### WHAT YOU WILL DO
**A)** Please quote the stretch of the #MeToo article from "She sees that" through "organization in 2018.".
**B)** Write a continuation of the #MeToo article, picking up after its final sentence.

SELECTED PASSAGE START

DETROIT — When #MeToo movement founder Tarana Burke thinks about the group’s future as the world celebrates its anniversary, her vision is clear.
It predates the moment that most people know — when the #MeToo hashtag went viral three years ago on Oct. 15, 2017, sparking a global conversation about sexual harassment and assault.
For her, that mission emerged years earlier — in 2006, when Burke, after a career of community service, began working directly with survivors, many of whom were young Black girls and children of color.
“It sort of triggered something in me because I had experienced sexual violence myself as a child,” Burke said. “What would my life have been like if somebody had intervened at 12, 14 or 16, even just to say that I deserve healing, and that I deserve wellness and wholeness and joy?”
“And so it started off trying to bring those messages, that idea of healing into these young women’s lives and using the power of empathy,” she said.
As the #MeToo movement marks the third year since it received global recognition, Burke is working to make sure it remains inclusive and reclaims its original intent: A focus on marginalized voices and experiences.
She sees that path forward through Dani Ayers, a 39-year-old Black woman who quietly, yet with a bold vision, transitioned into becoming the movement’s CEO in July after joining the organization in 2018.

SELECTED PASSAGE END
INFORMATION PROVIDED START

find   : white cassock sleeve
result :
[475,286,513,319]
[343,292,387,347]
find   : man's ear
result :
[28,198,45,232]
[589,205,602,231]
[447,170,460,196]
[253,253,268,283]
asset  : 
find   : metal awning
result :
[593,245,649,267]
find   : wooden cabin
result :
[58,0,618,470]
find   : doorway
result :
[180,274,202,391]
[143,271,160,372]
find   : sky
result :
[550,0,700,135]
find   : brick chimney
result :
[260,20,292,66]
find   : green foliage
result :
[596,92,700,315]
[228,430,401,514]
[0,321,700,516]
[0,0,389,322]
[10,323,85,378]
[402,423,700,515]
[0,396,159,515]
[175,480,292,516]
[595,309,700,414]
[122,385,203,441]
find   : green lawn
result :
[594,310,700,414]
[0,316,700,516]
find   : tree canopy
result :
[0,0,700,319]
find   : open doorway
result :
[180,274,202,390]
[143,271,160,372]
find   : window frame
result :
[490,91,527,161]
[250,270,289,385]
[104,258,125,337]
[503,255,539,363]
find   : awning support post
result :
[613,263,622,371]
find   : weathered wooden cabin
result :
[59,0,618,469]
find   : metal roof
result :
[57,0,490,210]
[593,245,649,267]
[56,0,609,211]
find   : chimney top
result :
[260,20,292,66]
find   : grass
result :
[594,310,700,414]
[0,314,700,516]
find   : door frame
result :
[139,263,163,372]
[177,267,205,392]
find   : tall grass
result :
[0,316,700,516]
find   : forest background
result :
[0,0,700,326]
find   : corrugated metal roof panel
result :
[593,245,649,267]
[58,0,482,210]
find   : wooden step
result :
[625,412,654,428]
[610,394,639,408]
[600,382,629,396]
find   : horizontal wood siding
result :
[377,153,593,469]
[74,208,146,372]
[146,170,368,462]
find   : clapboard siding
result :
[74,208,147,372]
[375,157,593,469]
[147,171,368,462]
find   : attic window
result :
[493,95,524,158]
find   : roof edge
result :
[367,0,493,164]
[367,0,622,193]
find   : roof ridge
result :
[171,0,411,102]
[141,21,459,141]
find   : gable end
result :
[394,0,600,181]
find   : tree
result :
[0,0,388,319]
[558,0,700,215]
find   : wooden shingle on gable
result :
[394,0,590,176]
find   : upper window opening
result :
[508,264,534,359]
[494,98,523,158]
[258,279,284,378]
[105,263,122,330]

INFORMATION PROVIDED END

### ANSWERS BY ITEM
**A)**
She sees that path forward through Dani Ayers, a 39-year-old Black woman who quietly, yet with a bold vision, transitioned into becoming the movement’s CEO in July after joining the organization in 2018.

**B)**
In a year marked by a nationwide reckoning over systemic racism and inequities that have disproportionately impacted Black Americans, the #MeToo movement is now jointly led by two Black women keenly aware of the inequality that has long existed in America — something they find both empowering and challenging.
“I think it’s a testament and it’s a representation of the fact that there are many movements that have been started by Black women. The Black Lives Matter movement was also started by Black women,” Ayers told the Associated Press in her first joint interview with Burke.
“It’s an opportunity to shine a light. We are absolutely centering Black women and girls, people of color, queer, trans, disabled folks in our work because we know that solving and interrupting the issue of sexual violence in those communities means ending sexual violence everywhere.”
Several events are planned to mark the third anniversary, including the announcement of the new leadership structure and a survey of survivors that Burke and Ayers expect will reignite momentum behind the movement. Their goal is to create a global network of organizations united behind the movement to end sexual violence.
But after a groundswell of support from celebrities, politicians, marches and more, they said it’s been challenging to keep the spotlight on the need for funding to continue the fight against sexual violence.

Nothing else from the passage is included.